Análise: Excesso de decretos pode refletir dificuldades na articulação política

Bolsonaro editou, em cinco meses de mandato, 157 decretos; número só é superado por Collor

Rodrigo Augusto Prando*, O Estado de S.Paulo

04 de junho de 2019 | 05h00

Correções: 05/06/2019 | 01h06

Jair Bolsonaro editou, nestes cinco meses de mandato, 157 decretos. É um número alto, se comparado aos demais presidentes, só sendo superado por Collor. Vejamos: Fernando Collor (268), Itamar Franco (97), FHC 1 e 2 (147 e 151), Lula 1 e 2 (154 e 112), Dilma Rousseff 1 e 2 (66 e 73), Michel Temer (94) e Bolsonaro (157).

Bolsonaro fez questão, não faz muito, de afirmar que tinha o poder da caneta, comparando-se a Rodrigo Maia, presidente da Câmara dos Deputados, por ter a condição legal de usar do expediente de editar decretos. Vale, aqui, ressaltar que decretos são atos exclusivos dos chefes do Executivo (prefeito, governador e presidente), mas não têm maior importância na hierarquia jurídica do que a lei.

No limite, o decreto, sendo ato do Executivo, não passa pelo crivo do Congresso Nacional. Assim, o uso exagerado de decretos pode significar – e parece ser o caso de Bolsonaro – dificuldades no diálogo e na negociação política com deputados e senadores.

## [O QUE FAZER]
Transforme em lista o parágrafo da análise que começa com "Jair Bolsonaro editou, nestes cinco meses de mandato", conservando o número de decretos de cada presidente. Baseie-se somente na análise para responder.

## [ENTRADAS EXIBIDAS]
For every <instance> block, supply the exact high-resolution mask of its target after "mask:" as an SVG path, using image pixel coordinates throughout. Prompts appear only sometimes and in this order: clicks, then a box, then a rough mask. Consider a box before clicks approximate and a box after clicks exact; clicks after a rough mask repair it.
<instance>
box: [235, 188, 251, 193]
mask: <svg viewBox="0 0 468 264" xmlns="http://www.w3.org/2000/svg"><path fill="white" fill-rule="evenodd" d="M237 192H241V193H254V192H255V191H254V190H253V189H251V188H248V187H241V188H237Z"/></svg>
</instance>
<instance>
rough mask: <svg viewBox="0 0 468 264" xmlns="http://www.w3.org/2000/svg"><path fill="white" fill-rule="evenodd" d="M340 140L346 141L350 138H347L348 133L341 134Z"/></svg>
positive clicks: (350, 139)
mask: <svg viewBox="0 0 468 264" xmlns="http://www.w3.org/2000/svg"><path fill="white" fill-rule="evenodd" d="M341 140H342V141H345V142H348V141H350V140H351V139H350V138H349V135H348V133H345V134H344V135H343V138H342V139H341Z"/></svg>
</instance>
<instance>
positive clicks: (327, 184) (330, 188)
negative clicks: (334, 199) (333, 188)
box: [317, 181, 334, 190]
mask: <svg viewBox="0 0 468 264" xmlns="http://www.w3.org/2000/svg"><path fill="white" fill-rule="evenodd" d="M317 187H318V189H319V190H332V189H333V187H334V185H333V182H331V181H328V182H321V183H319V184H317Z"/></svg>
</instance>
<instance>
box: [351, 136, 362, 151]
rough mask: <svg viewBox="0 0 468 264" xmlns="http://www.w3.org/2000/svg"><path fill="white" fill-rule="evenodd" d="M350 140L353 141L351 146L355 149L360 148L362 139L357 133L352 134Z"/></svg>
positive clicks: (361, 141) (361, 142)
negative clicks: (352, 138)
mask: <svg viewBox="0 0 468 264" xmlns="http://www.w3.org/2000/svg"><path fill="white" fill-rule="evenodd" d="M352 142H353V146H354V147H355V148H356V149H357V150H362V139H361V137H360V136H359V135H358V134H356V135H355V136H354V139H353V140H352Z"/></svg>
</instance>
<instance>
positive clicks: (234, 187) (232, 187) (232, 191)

## [RESULTADO DA TAREFA]
- Jair Bolsonaro: 157 decretos em cinco meses de mandato. É um número alto em comparação com os demais presidentes e só fica abaixo do de Collor.
- Fernando Collor: 268
- Itamar Franco: 97
- FHC 1 e 2: 147 e 151
- Lula 1 e 2: 154 e 112
- Dilma Rousseff 1 e 2: 66 e 73
- Michel Temer: 94